§ **DO THIS**
Rewrite the material from its beginning through the line containing "94 L 11 100", keeping the requests as they are but raising every number in the answers (the viewBox dimensions and path coordinates) by 96. Omit the pictures.

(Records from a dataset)
<<<<
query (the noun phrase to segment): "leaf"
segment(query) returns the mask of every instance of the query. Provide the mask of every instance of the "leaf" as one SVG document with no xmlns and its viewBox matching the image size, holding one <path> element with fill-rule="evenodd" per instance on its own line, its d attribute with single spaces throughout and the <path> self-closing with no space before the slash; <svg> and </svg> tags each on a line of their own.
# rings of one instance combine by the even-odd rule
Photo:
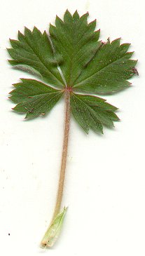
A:
<svg viewBox="0 0 145 256">
<path fill-rule="evenodd" d="M 71 108 L 78 123 L 88 134 L 89 129 L 103 133 L 103 125 L 113 126 L 119 119 L 114 112 L 116 107 L 95 96 L 72 94 Z"/>
<path fill-rule="evenodd" d="M 21 79 L 22 83 L 13 86 L 15 89 L 10 94 L 11 100 L 18 103 L 13 110 L 27 113 L 25 118 L 45 115 L 50 112 L 62 97 L 63 93 L 33 79 Z"/>
<path fill-rule="evenodd" d="M 99 41 L 96 20 L 88 23 L 88 13 L 79 16 L 76 11 L 71 15 L 67 10 L 63 20 L 57 16 L 55 26 L 50 25 L 49 36 L 36 27 L 32 32 L 25 27 L 24 35 L 19 32 L 18 40 L 10 40 L 12 65 L 39 75 L 60 89 L 22 79 L 11 93 L 11 99 L 18 103 L 15 111 L 31 118 L 44 114 L 69 88 L 73 116 L 87 133 L 90 128 L 102 133 L 103 126 L 111 127 L 118 121 L 115 107 L 84 93 L 113 93 L 129 87 L 127 79 L 137 74 L 137 60 L 130 60 L 130 44 L 120 45 L 120 39 Z"/>
<path fill-rule="evenodd" d="M 77 11 L 72 16 L 67 10 L 64 21 L 57 16 L 56 26 L 50 25 L 55 54 L 63 57 L 60 67 L 69 86 L 74 85 L 101 43 L 98 42 L 99 30 L 95 32 L 96 20 L 88 24 L 88 13 L 80 18 Z"/>
<path fill-rule="evenodd" d="M 75 81 L 74 88 L 92 93 L 107 94 L 127 88 L 126 79 L 134 74 L 137 60 L 130 60 L 130 43 L 120 45 L 120 39 L 103 44 L 92 62 Z"/>
<path fill-rule="evenodd" d="M 63 86 L 63 80 L 54 58 L 51 43 L 46 31 L 36 27 L 32 32 L 25 27 L 25 34 L 18 32 L 18 40 L 10 39 L 13 48 L 8 48 L 11 65 L 18 68 L 39 74 L 44 81 L 58 87 Z M 60 57 L 61 58 L 61 57 Z"/>
</svg>

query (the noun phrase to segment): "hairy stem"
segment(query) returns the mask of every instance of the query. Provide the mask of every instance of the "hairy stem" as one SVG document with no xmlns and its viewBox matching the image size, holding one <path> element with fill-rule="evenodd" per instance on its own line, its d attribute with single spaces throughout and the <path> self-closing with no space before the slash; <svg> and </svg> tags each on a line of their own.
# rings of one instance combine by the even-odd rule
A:
<svg viewBox="0 0 145 256">
<path fill-rule="evenodd" d="M 53 216 L 53 219 L 51 220 L 50 224 L 44 235 L 43 238 L 41 241 L 41 245 L 42 248 L 49 247 L 50 246 L 50 241 L 48 239 L 48 237 L 50 237 L 50 229 L 53 229 L 54 231 L 53 225 L 54 223 L 56 222 L 56 218 L 58 214 L 60 213 L 60 210 L 61 207 L 61 203 L 63 196 L 63 189 L 64 189 L 64 182 L 65 177 L 65 170 L 66 170 L 66 163 L 67 163 L 67 149 L 68 149 L 68 140 L 69 140 L 69 126 L 70 126 L 70 90 L 67 88 L 64 90 L 65 93 L 65 121 L 64 121 L 64 141 L 63 141 L 63 147 L 62 147 L 62 162 L 61 162 L 61 168 L 60 168 L 60 180 L 58 184 L 58 190 L 57 195 L 56 199 L 55 208 Z M 64 211 L 66 212 L 66 208 L 64 208 Z M 63 216 L 64 217 L 64 216 Z M 53 240 L 52 234 L 50 235 L 50 239 Z M 53 243 L 52 243 L 53 244 Z"/>
<path fill-rule="evenodd" d="M 53 214 L 53 220 L 55 218 L 55 217 L 60 212 L 62 195 L 63 195 L 66 163 L 67 163 L 67 158 L 69 126 L 70 126 L 70 91 L 69 90 L 66 89 L 65 90 L 65 124 L 64 124 L 63 148 L 62 148 L 62 163 L 61 163 L 61 168 L 60 168 L 60 175 L 56 205 L 55 205 L 55 211 L 54 211 L 54 214 Z"/>
</svg>

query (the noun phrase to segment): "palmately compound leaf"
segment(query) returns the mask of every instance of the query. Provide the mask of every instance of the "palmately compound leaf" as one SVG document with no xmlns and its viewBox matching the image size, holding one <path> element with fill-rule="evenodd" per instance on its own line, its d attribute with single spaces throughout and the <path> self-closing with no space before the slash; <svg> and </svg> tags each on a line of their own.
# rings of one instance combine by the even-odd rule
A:
<svg viewBox="0 0 145 256">
<path fill-rule="evenodd" d="M 70 88 L 71 112 L 76 121 L 87 133 L 90 128 L 102 133 L 104 125 L 112 126 L 118 120 L 113 113 L 116 109 L 112 112 L 97 105 L 90 107 L 85 101 L 88 96 L 78 96 L 76 93 L 107 94 L 127 88 L 130 83 L 127 79 L 136 73 L 137 60 L 130 60 L 133 53 L 127 52 L 130 43 L 120 45 L 120 39 L 111 43 L 109 39 L 106 43 L 99 41 L 96 20 L 88 23 L 88 13 L 80 17 L 77 11 L 71 15 L 67 11 L 64 20 L 57 16 L 55 26 L 50 25 L 50 35 L 46 32 L 42 34 L 36 27 L 32 32 L 25 27 L 24 35 L 19 32 L 18 40 L 11 39 L 13 48 L 8 50 L 13 60 L 9 62 L 41 74 L 49 86 L 62 92 Z M 20 84 L 21 94 L 25 84 L 27 87 L 26 81 Z M 27 113 L 27 118 L 35 117 L 48 112 L 62 94 L 57 90 L 36 95 L 22 102 L 19 97 L 19 104 L 13 109 Z M 15 102 L 14 96 L 11 98 Z"/>
<path fill-rule="evenodd" d="M 26 118 L 45 115 L 62 97 L 63 92 L 34 79 L 22 79 L 22 83 L 13 84 L 15 89 L 10 93 L 15 103 L 13 110 L 27 113 Z"/>
<path fill-rule="evenodd" d="M 8 49 L 13 66 L 39 76 L 44 84 L 34 79 L 21 79 L 14 84 L 11 100 L 13 109 L 25 113 L 26 118 L 44 115 L 64 96 L 65 122 L 60 176 L 55 208 L 51 224 L 41 243 L 52 246 L 62 228 L 67 208 L 60 213 L 67 156 L 71 114 L 88 133 L 92 129 L 103 133 L 103 126 L 112 127 L 119 120 L 116 107 L 97 95 L 114 93 L 127 88 L 127 81 L 138 74 L 137 60 L 130 59 L 130 43 L 120 39 L 106 43 L 99 40 L 96 20 L 88 22 L 88 13 L 80 17 L 67 11 L 64 20 L 56 17 L 49 34 L 34 27 L 18 32 L 18 40 L 10 40 Z"/>
</svg>

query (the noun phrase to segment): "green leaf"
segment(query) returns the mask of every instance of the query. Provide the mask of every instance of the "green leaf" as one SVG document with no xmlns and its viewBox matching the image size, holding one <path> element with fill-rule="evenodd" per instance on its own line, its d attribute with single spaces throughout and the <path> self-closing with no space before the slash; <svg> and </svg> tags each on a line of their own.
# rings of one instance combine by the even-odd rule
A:
<svg viewBox="0 0 145 256">
<path fill-rule="evenodd" d="M 99 30 L 95 32 L 96 20 L 88 24 L 88 13 L 80 18 L 77 11 L 72 16 L 67 11 L 64 21 L 57 16 L 56 26 L 50 25 L 55 54 L 63 58 L 60 67 L 69 86 L 74 85 L 101 43 L 98 42 Z"/>
<path fill-rule="evenodd" d="M 107 94 L 127 88 L 126 79 L 134 74 L 137 60 L 130 60 L 130 43 L 120 45 L 120 39 L 104 43 L 86 69 L 76 80 L 74 88 L 92 93 Z"/>
<path fill-rule="evenodd" d="M 35 117 L 50 111 L 63 93 L 71 88 L 71 112 L 88 133 L 91 128 L 103 133 L 103 126 L 111 127 L 118 118 L 115 107 L 105 100 L 88 94 L 107 94 L 127 88 L 137 71 L 137 60 L 131 60 L 130 43 L 120 43 L 120 39 L 106 43 L 99 41 L 96 20 L 88 23 L 88 13 L 72 15 L 68 10 L 63 20 L 56 17 L 55 26 L 50 25 L 50 35 L 34 27 L 19 32 L 18 40 L 11 40 L 8 49 L 12 65 L 39 75 L 55 90 L 39 81 L 22 79 L 14 85 L 11 99 L 18 103 L 14 110 Z"/>
<path fill-rule="evenodd" d="M 103 133 L 104 125 L 112 127 L 113 121 L 119 120 L 114 113 L 117 108 L 95 96 L 72 94 L 71 108 L 74 119 L 88 134 L 90 128 Z"/>
<path fill-rule="evenodd" d="M 21 79 L 22 83 L 13 86 L 11 100 L 18 103 L 13 110 L 26 113 L 25 118 L 45 115 L 50 112 L 62 97 L 63 92 L 33 79 Z"/>
<path fill-rule="evenodd" d="M 39 74 L 48 83 L 63 87 L 63 80 L 58 71 L 50 41 L 46 32 L 36 27 L 32 32 L 27 27 L 25 34 L 18 32 L 18 40 L 10 39 L 12 48 L 8 51 L 13 60 L 9 62 L 18 68 Z M 61 56 L 60 57 L 61 58 Z M 57 58 L 58 59 L 58 58 Z"/>
<path fill-rule="evenodd" d="M 57 214 L 49 227 L 41 243 L 42 248 L 52 247 L 54 245 L 61 231 L 67 210 L 67 208 L 64 207 L 63 210 Z"/>
</svg>

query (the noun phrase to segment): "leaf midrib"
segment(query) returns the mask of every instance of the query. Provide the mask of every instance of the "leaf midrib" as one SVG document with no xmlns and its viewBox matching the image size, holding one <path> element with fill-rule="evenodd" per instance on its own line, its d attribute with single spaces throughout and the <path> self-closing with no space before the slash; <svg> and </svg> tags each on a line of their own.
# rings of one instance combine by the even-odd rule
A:
<svg viewBox="0 0 145 256">
<path fill-rule="evenodd" d="M 73 86 L 74 88 L 77 87 L 79 84 L 81 84 L 82 83 L 83 83 L 85 81 L 89 79 L 90 77 L 93 76 L 95 74 L 98 74 L 99 72 L 102 72 L 103 69 L 104 69 L 106 67 L 109 66 L 110 65 L 112 65 L 113 63 L 115 63 L 116 62 L 118 62 L 118 60 L 120 60 L 123 58 L 124 58 L 124 56 L 125 55 L 125 54 L 122 56 L 121 58 L 118 58 L 118 60 L 116 60 L 115 61 L 113 61 L 111 62 L 109 62 L 107 65 L 106 65 L 105 67 L 104 67 L 102 69 L 98 70 L 97 72 L 95 72 L 95 73 L 93 73 L 92 74 L 91 74 L 90 76 L 88 76 L 86 79 L 85 79 L 84 80 L 82 80 L 81 82 L 76 83 Z M 101 79 L 101 78 L 99 78 Z M 107 80 L 107 79 L 106 79 Z"/>
</svg>

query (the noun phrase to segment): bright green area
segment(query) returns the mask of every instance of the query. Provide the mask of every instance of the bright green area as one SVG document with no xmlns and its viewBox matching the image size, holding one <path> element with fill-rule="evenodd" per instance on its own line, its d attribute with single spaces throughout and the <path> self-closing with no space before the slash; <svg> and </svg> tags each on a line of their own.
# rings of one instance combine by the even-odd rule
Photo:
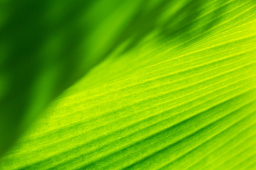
>>>>
§ **EXERCISE SOLUTION**
query (the noun phrase to segment): "leaf"
segment(query) returns the mask of every instance of the query. Provide the mask of every instance of the "leaf" as one SVG document with no xmlns and its viewBox matching the image size, holding one <path> element with fill-rule="evenodd" per instance on its own line, its d attribute with single spaces throughout and the <path> self-closing with no space before the slash; <svg> and </svg> tags each on a line of their own.
# rings of one instance combine by the even-odd rule
Photo:
A:
<svg viewBox="96 96 241 352">
<path fill-rule="evenodd" d="M 167 204 L 174 219 L 184 230 L 185 225 L 199 229 L 199 221 L 209 222 L 215 215 L 210 208 L 212 203 L 191 192 L 168 190 Z"/>
<path fill-rule="evenodd" d="M 117 175 L 118 179 L 109 182 L 111 185 L 106 190 L 107 196 L 114 199 L 109 206 L 123 209 L 121 214 L 141 211 L 146 208 L 158 193 L 159 189 L 129 175 Z"/>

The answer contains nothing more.